## [Exercise goal]
Copy every item below word for word, keeping each line as it is.

## [Extracted material]
"""
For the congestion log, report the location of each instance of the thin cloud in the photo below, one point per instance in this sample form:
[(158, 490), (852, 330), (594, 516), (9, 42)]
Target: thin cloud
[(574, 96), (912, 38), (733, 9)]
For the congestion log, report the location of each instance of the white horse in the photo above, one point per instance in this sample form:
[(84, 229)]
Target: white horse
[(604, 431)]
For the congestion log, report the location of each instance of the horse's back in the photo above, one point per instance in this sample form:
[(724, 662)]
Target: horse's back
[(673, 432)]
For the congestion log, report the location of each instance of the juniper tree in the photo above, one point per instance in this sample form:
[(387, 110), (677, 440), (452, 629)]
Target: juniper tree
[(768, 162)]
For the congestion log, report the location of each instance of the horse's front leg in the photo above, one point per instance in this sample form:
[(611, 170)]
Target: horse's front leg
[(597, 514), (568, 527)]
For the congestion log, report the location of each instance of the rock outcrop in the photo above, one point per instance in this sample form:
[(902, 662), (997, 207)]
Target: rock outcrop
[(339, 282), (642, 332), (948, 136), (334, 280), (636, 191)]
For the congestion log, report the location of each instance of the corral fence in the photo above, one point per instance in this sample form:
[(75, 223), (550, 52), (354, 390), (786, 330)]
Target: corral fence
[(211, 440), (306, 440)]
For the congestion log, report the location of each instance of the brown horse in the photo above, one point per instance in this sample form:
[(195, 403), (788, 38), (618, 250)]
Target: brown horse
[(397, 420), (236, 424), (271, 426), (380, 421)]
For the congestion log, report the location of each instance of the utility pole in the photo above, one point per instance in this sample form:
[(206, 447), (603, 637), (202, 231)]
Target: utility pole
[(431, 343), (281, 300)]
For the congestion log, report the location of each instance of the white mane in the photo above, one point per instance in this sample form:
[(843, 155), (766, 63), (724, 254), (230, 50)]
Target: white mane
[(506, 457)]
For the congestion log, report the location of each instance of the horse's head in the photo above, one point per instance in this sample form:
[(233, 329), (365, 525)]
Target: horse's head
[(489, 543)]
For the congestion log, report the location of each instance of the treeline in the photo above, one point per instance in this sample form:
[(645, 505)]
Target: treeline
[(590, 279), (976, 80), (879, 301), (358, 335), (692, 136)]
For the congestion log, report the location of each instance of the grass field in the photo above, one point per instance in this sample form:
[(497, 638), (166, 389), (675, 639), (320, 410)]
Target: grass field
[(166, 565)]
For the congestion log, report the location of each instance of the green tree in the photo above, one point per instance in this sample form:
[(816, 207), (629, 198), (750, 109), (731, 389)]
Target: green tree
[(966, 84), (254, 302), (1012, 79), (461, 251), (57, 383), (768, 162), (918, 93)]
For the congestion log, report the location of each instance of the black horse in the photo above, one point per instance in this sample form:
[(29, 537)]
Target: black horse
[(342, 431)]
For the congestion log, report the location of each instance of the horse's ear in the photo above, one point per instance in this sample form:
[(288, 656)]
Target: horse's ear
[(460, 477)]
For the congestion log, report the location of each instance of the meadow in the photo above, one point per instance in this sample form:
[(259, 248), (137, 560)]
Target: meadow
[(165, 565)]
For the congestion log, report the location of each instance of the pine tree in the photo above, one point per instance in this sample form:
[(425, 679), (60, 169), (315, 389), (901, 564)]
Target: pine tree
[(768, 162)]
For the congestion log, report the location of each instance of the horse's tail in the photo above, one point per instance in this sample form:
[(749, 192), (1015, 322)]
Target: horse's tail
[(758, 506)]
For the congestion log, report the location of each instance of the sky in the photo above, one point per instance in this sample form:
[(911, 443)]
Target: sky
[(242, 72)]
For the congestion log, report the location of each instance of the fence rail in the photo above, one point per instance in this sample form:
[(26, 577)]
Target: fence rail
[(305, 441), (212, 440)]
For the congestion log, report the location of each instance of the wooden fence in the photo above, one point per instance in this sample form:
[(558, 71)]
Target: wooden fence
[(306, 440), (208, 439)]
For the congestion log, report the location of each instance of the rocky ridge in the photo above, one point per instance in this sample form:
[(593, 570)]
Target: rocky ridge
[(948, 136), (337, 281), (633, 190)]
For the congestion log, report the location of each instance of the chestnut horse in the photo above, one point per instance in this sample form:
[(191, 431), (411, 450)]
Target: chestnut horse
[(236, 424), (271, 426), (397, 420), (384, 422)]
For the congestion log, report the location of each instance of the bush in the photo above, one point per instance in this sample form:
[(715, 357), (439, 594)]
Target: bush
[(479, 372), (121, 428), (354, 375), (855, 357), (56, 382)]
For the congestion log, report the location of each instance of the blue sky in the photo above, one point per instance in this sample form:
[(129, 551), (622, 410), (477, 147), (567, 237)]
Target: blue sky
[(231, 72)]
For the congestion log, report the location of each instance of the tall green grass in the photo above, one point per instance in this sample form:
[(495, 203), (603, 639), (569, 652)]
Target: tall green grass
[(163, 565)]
"""
## [Task output]
For the congestion log, report the location of each instance of the thin cloud in the photo below, one point per instance in this sample form:
[(158, 490), (852, 330), (594, 516), (9, 42)]
Target: thin cloud
[(574, 96), (912, 38), (733, 9)]
For the congestion log, report the location of each instance of the white horse in the photo above, one point per instance in this sample form:
[(84, 229)]
Target: white horse
[(604, 431)]
For the congestion log, report the location of each instance of the horse's back in the photo above, one point per instance in this sample form:
[(724, 662)]
Target: horse's back
[(673, 432)]
For the congestion log, report the location of each instance of the juniper tree in the photo above, one point per instance in this sample form:
[(387, 110), (677, 440), (452, 629)]
Target: juniper tree
[(768, 162)]
For the congestion log, report the location of each instance of the horse's front leg in the photo above, one point per instance in this sample form:
[(611, 170)]
Target: horse's front leg
[(597, 514), (568, 527)]
For the congestion log, report the location of each instance of the rock outcrop in the photo above, one point per instance in this sample form:
[(902, 662), (997, 207)]
Target: rock outcrop
[(339, 282), (642, 332), (948, 136), (334, 280), (636, 191)]
For the congestion log, report the location of each instance of the corral fence in the photo above, one point per instance in this sample form:
[(75, 223), (550, 52), (354, 390), (786, 330)]
Target: corral fence
[(211, 440), (306, 440)]
For the congestion log, report the location of each instance of the brown horse in the photo above, one point per instance in this sample form:
[(195, 403), (788, 38), (618, 250)]
Target: brown horse
[(397, 420), (236, 424), (271, 426), (380, 421)]
For the congestion log, report the location of each instance of the utility pole in the photo above, one point per instance in this sample form:
[(206, 447), (603, 637), (202, 231)]
Target: utility pole
[(431, 343), (281, 300)]
For the congestion log, report the location of each instance of the white mane in the photo above, one point per instance in this sample form:
[(843, 155), (766, 63), (724, 254), (230, 50)]
Target: white mane
[(506, 457)]
For the congestion log, report the location of each instance of the horse's head in the photo above, one point per instance in this sample form:
[(233, 329), (365, 525)]
Target: horse's head
[(489, 543)]
For the congestion log, report the location of each instance of the treeline in the photo above, one point per instance in this sample form:
[(645, 505)]
Target: treeline
[(590, 279), (976, 80), (879, 301), (358, 335), (692, 136)]
For the congestion log, report the location of each instance of the grass field in the photo above, one point per instance in this sample form:
[(497, 638), (166, 389), (675, 639), (320, 410)]
Target: grass field
[(166, 565)]
For the congestion log, report the location of each instance of the green tree in the photo above, one point per instance in this sample form:
[(816, 207), (629, 198), (750, 109), (731, 389)]
Target: green tree
[(966, 84), (254, 302), (1012, 79), (461, 251), (57, 383), (768, 162), (918, 93)]
For the congestion log, report the location of each instance of the black horse in the photo above, one point per instance in this sample form:
[(29, 537)]
Target: black horse
[(342, 431)]
For the congestion log, report the location of each instance of the horse's ear in the photo above, one point per instance in this sample form:
[(288, 656)]
Target: horse's ear
[(460, 477)]
For the congestion log, report the location of each instance of the meadow in the photo above, one point per instance in this sample form:
[(259, 248), (137, 560)]
Target: meadow
[(165, 565)]
For the congestion log, report the location of each instance of the pine tree in the photo above, one point per instance in this sample form:
[(425, 679), (60, 169), (315, 389), (901, 564)]
Target: pine tree
[(768, 162)]
For the congestion log, report the location of each instance of the horse's tail in the photo above, one point per instance in this sample form:
[(749, 192), (1015, 322)]
Target: horse's tail
[(758, 506)]
For the congestion log, report the location of each instance of the sky in the photo above, one point per instance in this sample form:
[(911, 443)]
Target: sky
[(242, 72)]
For the congestion log, report the location of each instance of the fence rail in the photo above, one point per instance in this sample form:
[(26, 577)]
Target: fence rail
[(305, 441), (212, 440)]
For the congestion log, report the location of each instance of the wooden fence in the photo above, one point per instance in this sample form:
[(558, 71)]
Target: wooden fence
[(306, 440), (208, 439)]
For the congestion log, report the location of each instance of the rocky ridge in the photo above, one point per instance in this sample form:
[(593, 570)]
Target: rocky ridge
[(948, 136), (337, 281), (633, 190)]
For the congestion log, report the location of each instance of the chestnut horse in the photo above, one point per instance in this sample form:
[(191, 431), (411, 450)]
Target: chestnut horse
[(236, 424), (271, 426), (397, 420), (384, 422)]
For the congestion log, report the location of each instance of the bush in the photo above, one point per instance in this sample form:
[(715, 357), (439, 594)]
Target: bush
[(479, 372), (121, 428), (354, 375), (855, 357), (56, 382)]
For the congestion log, report the location of each instance of the blue sky in the photo above, one point per instance in this sample form:
[(129, 551), (622, 410), (477, 147), (567, 237)]
Target: blue sky
[(231, 72)]
For the congestion log, report the location of each instance of the tall green grass in the photo above, one point per instance in this sample form:
[(495, 203), (603, 639), (569, 652)]
Target: tall green grass
[(163, 565)]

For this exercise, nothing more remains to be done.